• GOAL OF THE EXERCISE
Pick up the speaker biography of Sergey V. Petoukhov below and carry it on from its last sentence.

• EXCERPTED TEXT

Speaker Biography

Sergey V. Petoukhov

Russian Academy of Sciences, Russia

Title: Quantum-Information Genetics and New Symmetries in Long DNA-Texts

Sergey V. Petoukhov

Head of Laboratory of bio mechanical systems research in Mechanical Engineering Research Institute of the Russian Academy of Sciences; Chief researcher of the Center of interdisciplinary researches of musical creativity of the Tchaikovsky Moscow State Conservatory; Editor-in-Chief of International Journal of Mathematical Sciences and Computing. Russian organizer of the series of annual Russian-Chinese conferences Artificial Intelligence, Medical Engineering, Education. Co-organizer of many conferences in different countries. He is the author of 7 books and more than 200 other works. He graduated from the Moscow Physical-Technical Institute in the Department of Physics of Living Systems.

• INFORMATION GIVEN
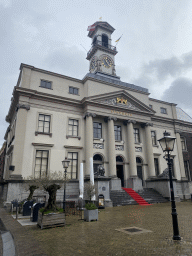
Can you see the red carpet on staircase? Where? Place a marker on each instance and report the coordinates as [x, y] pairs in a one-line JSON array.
[[136, 196]]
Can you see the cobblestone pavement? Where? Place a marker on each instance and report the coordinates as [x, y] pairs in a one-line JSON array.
[[103, 238], [25, 243]]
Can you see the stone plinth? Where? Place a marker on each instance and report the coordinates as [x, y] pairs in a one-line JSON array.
[[135, 183]]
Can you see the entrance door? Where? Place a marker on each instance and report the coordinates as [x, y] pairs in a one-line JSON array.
[[139, 168], [120, 174]]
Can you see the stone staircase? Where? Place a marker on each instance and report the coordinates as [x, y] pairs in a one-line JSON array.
[[120, 197]]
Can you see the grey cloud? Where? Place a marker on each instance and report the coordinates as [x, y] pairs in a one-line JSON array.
[[68, 61], [180, 92], [160, 70]]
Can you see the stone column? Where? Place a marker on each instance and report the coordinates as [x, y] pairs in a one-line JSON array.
[[88, 141], [111, 147], [180, 156], [19, 143], [149, 148], [131, 149]]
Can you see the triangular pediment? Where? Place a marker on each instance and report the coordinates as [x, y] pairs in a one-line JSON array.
[[120, 99]]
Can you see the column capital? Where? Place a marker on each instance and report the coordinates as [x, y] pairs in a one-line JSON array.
[[89, 114], [143, 125], [27, 107], [106, 119], [129, 121]]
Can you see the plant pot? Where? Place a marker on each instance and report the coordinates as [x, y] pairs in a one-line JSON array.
[[50, 220], [90, 215]]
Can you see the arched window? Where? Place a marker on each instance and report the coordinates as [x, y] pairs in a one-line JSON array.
[[138, 160], [105, 41], [97, 160], [94, 41], [119, 159]]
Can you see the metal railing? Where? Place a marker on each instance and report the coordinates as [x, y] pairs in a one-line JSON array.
[[104, 44]]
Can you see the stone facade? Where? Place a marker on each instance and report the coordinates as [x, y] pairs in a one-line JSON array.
[[52, 116]]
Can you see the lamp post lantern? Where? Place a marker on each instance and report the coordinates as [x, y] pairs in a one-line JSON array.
[[167, 145], [65, 164]]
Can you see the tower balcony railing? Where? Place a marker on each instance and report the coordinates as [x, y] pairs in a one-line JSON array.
[[104, 44]]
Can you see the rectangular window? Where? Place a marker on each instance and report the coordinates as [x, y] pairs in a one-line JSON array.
[[136, 135], [97, 130], [172, 167], [73, 165], [41, 163], [187, 172], [44, 123], [153, 137], [73, 127], [73, 90], [117, 130], [45, 84], [156, 162], [163, 110], [183, 143]]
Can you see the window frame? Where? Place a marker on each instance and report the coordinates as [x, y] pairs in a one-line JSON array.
[[44, 122], [100, 129], [46, 81], [72, 125], [118, 134], [135, 135], [73, 90], [47, 164], [154, 143], [183, 143], [156, 164], [163, 110], [71, 172], [187, 170]]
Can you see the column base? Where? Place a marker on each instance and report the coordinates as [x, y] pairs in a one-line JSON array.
[[115, 184], [135, 183]]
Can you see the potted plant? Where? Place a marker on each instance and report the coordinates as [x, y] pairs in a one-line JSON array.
[[91, 210], [51, 215]]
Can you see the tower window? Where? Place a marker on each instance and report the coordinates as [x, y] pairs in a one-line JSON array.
[[105, 41], [45, 84], [73, 90], [163, 110]]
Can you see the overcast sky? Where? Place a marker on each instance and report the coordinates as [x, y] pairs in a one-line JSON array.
[[155, 50]]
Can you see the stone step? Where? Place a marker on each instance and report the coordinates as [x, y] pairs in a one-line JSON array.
[[120, 197]]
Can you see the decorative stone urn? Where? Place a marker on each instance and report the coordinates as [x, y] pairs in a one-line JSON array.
[[50, 220], [90, 215]]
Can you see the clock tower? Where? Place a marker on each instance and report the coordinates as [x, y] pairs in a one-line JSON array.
[[102, 53]]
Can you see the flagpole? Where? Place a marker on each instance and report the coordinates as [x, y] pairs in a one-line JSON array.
[[118, 40]]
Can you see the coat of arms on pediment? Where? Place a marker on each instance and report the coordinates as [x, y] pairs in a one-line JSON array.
[[120, 101]]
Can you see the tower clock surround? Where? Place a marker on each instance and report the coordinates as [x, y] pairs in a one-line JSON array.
[[101, 55]]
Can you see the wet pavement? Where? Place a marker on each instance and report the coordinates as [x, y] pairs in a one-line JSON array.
[[110, 235], [104, 237]]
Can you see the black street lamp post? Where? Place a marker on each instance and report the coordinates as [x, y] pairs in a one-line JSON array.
[[65, 166], [167, 145]]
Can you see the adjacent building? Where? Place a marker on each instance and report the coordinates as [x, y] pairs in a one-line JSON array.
[[52, 116]]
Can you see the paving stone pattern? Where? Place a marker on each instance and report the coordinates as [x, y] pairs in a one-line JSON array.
[[25, 244], [102, 237]]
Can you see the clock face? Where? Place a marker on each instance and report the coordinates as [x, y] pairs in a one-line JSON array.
[[93, 64], [106, 62]]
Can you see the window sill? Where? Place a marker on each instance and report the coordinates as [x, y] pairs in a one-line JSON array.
[[71, 136], [45, 88], [43, 133], [97, 139]]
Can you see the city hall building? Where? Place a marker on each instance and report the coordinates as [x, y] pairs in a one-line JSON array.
[[53, 116]]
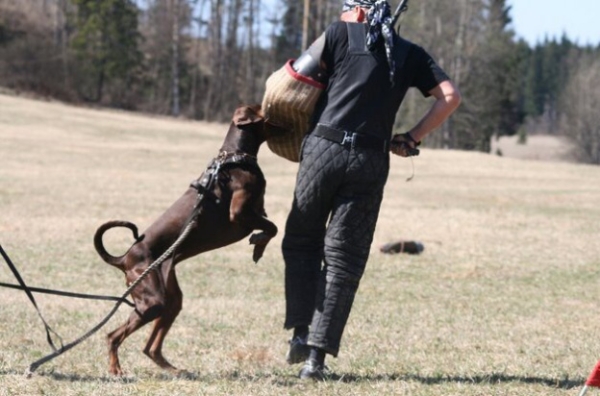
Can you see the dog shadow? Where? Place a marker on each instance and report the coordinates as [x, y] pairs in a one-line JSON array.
[[283, 378], [481, 379]]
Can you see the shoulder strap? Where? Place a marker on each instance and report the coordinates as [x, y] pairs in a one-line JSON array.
[[401, 48], [357, 42]]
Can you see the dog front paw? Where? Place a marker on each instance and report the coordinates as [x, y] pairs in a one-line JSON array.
[[259, 239]]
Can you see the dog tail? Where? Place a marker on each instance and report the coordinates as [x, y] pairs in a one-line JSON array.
[[99, 245]]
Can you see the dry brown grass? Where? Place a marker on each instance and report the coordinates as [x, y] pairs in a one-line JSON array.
[[504, 300]]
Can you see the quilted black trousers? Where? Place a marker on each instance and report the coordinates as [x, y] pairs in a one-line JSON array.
[[328, 235]]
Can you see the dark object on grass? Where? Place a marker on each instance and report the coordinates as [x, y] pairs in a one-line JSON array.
[[410, 247]]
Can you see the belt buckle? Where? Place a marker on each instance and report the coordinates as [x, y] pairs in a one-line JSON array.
[[349, 138]]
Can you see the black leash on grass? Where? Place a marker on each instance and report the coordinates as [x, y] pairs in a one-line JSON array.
[[84, 337], [30, 290], [203, 186], [29, 293]]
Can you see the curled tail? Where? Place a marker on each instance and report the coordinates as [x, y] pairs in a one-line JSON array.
[[107, 257]]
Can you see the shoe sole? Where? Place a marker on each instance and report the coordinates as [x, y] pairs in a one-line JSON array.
[[297, 354]]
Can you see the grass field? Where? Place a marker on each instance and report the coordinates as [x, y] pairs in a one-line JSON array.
[[505, 299]]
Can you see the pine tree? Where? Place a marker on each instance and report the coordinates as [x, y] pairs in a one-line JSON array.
[[106, 45]]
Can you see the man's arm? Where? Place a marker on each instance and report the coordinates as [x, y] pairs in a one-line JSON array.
[[447, 98]]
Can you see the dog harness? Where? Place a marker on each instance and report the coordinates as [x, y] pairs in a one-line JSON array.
[[205, 183]]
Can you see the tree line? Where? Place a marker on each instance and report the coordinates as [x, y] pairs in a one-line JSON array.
[[201, 58]]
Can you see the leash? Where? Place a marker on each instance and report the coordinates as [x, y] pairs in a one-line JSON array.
[[29, 293], [68, 294], [203, 187]]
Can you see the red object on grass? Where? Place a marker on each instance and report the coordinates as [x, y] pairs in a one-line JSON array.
[[594, 378]]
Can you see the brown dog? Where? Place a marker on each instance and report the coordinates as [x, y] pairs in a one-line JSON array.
[[232, 207]]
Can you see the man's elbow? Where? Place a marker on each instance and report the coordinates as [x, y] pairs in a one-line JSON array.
[[453, 98]]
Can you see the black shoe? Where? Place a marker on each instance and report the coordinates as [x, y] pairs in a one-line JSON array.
[[313, 370], [298, 351]]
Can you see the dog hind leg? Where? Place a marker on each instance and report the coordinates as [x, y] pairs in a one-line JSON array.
[[162, 325], [241, 212], [149, 305]]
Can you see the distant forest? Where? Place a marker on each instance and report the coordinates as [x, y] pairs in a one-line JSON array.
[[201, 58]]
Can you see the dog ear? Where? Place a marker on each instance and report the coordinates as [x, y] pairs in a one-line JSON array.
[[245, 115]]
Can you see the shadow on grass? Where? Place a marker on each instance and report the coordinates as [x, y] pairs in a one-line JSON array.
[[283, 378], [493, 378]]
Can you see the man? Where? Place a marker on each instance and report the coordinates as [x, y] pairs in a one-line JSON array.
[[343, 169]]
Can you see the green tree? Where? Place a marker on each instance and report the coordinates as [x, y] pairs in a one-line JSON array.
[[106, 46]]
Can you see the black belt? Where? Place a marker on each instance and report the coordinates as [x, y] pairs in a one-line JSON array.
[[351, 140]]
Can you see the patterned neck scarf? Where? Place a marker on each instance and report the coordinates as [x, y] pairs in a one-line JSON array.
[[379, 19]]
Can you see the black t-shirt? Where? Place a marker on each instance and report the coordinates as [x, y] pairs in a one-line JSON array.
[[359, 96]]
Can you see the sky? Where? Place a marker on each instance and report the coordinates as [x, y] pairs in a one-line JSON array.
[[534, 20]]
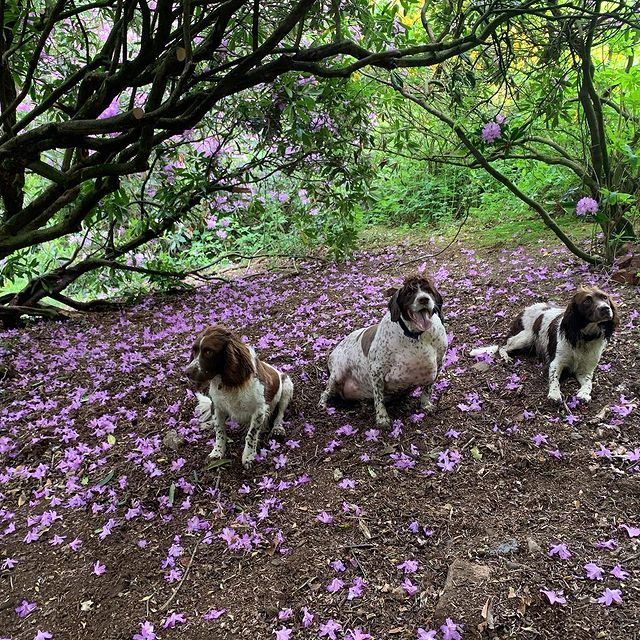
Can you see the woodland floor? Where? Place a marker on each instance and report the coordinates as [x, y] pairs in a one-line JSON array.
[[85, 478]]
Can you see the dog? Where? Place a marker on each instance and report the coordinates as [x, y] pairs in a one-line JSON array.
[[570, 340], [405, 349], [241, 386]]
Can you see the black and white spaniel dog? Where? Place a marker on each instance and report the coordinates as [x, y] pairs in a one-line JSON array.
[[404, 350], [241, 386], [571, 340]]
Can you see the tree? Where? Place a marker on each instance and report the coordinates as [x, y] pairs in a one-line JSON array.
[[99, 100], [571, 102]]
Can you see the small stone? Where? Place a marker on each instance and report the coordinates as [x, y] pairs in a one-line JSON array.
[[506, 548], [172, 440]]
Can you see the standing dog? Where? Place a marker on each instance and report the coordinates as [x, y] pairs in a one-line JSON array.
[[570, 339], [404, 350], [241, 386]]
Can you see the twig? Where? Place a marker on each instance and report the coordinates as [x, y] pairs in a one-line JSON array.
[[184, 577], [305, 583]]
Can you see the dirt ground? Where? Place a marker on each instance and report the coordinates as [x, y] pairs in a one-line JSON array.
[[365, 532]]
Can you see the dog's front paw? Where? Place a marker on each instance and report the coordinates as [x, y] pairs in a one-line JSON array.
[[216, 453], [277, 433], [248, 457], [555, 397], [383, 421]]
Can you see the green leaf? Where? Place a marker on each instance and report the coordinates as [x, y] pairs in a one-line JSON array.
[[396, 81]]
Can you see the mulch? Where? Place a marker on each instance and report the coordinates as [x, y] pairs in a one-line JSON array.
[[89, 401]]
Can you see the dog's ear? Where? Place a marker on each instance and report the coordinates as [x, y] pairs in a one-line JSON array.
[[394, 307], [238, 364], [438, 300], [611, 325]]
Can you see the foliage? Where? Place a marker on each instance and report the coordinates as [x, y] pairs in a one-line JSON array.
[[571, 103]]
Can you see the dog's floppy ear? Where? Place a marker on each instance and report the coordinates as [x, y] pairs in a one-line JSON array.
[[238, 364], [438, 300], [394, 307], [614, 323]]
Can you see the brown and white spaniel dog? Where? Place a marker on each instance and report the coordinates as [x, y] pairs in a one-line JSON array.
[[404, 350], [571, 340], [241, 386]]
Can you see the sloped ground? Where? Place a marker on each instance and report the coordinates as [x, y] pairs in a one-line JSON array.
[[341, 531]]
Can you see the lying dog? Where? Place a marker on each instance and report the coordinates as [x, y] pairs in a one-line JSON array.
[[404, 350], [241, 387], [570, 339]]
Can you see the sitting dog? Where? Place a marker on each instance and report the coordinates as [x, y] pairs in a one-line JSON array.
[[570, 339], [404, 350], [241, 387]]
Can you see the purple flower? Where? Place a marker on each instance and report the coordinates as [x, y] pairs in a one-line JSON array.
[[357, 634], [539, 439], [329, 629], [609, 596], [25, 608], [409, 587], [561, 550], [491, 131], [213, 614], [173, 619], [408, 566], [146, 632], [356, 589], [554, 597], [633, 532], [337, 565], [586, 205], [594, 572], [335, 585], [607, 544], [450, 630], [307, 618]]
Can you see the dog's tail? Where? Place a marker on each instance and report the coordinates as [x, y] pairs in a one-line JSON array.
[[204, 408], [491, 350]]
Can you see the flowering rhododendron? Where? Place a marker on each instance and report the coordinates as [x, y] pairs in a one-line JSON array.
[[586, 205]]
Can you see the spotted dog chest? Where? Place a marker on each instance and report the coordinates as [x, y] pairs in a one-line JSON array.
[[241, 403], [415, 366]]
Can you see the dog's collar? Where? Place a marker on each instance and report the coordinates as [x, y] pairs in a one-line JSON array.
[[589, 338], [414, 335]]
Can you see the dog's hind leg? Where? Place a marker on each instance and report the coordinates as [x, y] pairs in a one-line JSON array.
[[277, 430], [329, 390], [258, 421], [519, 342]]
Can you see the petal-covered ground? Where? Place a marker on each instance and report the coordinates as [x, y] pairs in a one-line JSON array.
[[497, 515]]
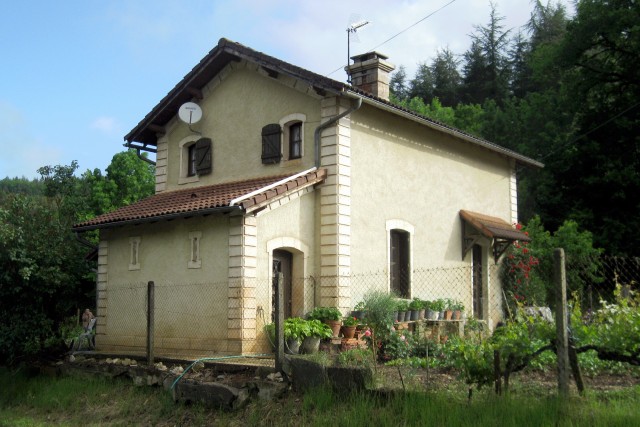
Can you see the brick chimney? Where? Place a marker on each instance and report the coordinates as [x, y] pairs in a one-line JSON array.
[[370, 73]]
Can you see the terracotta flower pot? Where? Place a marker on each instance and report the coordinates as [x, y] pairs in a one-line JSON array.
[[335, 326]]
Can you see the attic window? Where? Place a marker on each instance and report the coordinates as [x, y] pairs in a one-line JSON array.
[[477, 226], [195, 159], [271, 151], [295, 140], [191, 160]]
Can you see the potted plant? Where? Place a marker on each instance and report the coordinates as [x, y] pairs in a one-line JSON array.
[[415, 306], [438, 307], [316, 331], [270, 332], [432, 310], [359, 311], [458, 309], [349, 324], [448, 308], [402, 306], [295, 330], [329, 315]]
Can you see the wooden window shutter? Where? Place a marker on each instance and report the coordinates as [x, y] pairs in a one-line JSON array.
[[271, 152], [203, 156]]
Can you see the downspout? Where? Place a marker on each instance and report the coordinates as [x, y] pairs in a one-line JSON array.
[[331, 121], [141, 157]]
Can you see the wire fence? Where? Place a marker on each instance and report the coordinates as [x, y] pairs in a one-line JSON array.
[[228, 318]]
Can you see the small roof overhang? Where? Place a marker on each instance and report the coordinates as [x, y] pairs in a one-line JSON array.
[[476, 226]]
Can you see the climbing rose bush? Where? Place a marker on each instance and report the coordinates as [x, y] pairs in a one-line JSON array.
[[521, 285]]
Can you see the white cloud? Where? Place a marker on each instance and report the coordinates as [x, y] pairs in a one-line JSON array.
[[22, 152]]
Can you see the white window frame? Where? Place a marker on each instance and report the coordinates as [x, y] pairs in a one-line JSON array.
[[134, 253], [195, 238]]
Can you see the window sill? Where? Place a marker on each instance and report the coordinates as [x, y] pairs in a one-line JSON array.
[[291, 162]]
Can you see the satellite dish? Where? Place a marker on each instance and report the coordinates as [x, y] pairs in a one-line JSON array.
[[190, 113]]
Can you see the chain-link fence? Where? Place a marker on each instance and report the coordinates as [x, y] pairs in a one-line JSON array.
[[202, 319]]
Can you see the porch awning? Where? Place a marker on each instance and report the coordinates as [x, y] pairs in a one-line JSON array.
[[476, 226]]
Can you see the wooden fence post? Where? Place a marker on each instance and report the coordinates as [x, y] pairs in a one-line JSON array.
[[562, 336], [150, 321]]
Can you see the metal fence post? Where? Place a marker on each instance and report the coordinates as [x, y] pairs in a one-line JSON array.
[[279, 320], [562, 336], [150, 321]]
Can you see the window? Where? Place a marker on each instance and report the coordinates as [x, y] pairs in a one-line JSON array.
[[295, 140], [134, 253], [191, 160], [195, 159], [399, 263], [284, 139], [194, 244], [271, 152]]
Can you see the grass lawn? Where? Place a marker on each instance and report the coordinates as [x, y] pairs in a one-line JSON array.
[[73, 401]]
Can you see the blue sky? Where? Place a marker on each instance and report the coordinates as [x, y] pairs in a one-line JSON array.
[[76, 76]]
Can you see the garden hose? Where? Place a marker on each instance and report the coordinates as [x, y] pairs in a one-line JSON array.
[[214, 358]]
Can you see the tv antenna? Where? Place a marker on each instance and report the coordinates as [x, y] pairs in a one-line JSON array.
[[352, 29]]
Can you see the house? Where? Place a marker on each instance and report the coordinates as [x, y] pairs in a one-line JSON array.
[[268, 173]]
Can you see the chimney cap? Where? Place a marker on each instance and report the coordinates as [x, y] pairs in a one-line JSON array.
[[369, 56]]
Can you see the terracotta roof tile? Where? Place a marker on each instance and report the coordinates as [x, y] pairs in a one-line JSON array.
[[493, 227], [201, 200]]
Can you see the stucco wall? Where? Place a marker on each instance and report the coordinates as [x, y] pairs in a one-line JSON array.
[[402, 172], [191, 303], [236, 105]]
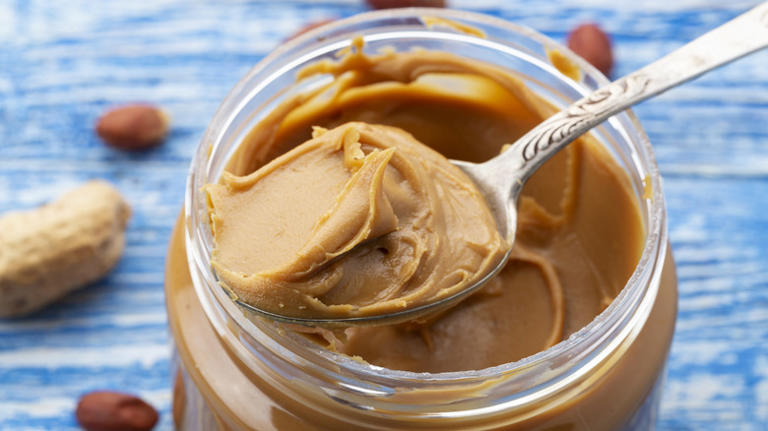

• OUTPUT OF THE EXERCISE
Hidden symmetries in long sequences of oligonucleotides of single stranded DNA from their representative set are described. These symmetries are an addition to symmetries described by the second Chargaff’s parity rule (%A ≅ %T and %G ≅ %C). These new symmetries and their rules concern collective probabilities of oligonucleotides from special tetra-alphabetical sets in long DNA-texts including all chromosomes of human and some model organisms [1]. These rules of tetra-alphabetical probabilities are considered as candidacies for the role of universal rules of long DNA-sequences. On the basis of the known quantum-mechanic statement that quantum state of a multi-component system is defined by the tensor product of quantum states of its subsystems, a quantum-information model of genetic symmetries of these collective probabilities was proposed. In this model, nitrogenous bases C, T, G, A of DNA were represented as computational basis states of 2-qubit quantum systems [1]. The biological meaning of the new quantum-information symmetries of long DNA-texts can be connected with the common ability of organisms to grow on the basis of incorporation into their body of new molecules of nutrients becoming new quantum-mechanic subsystems of the united quantummechanical organism.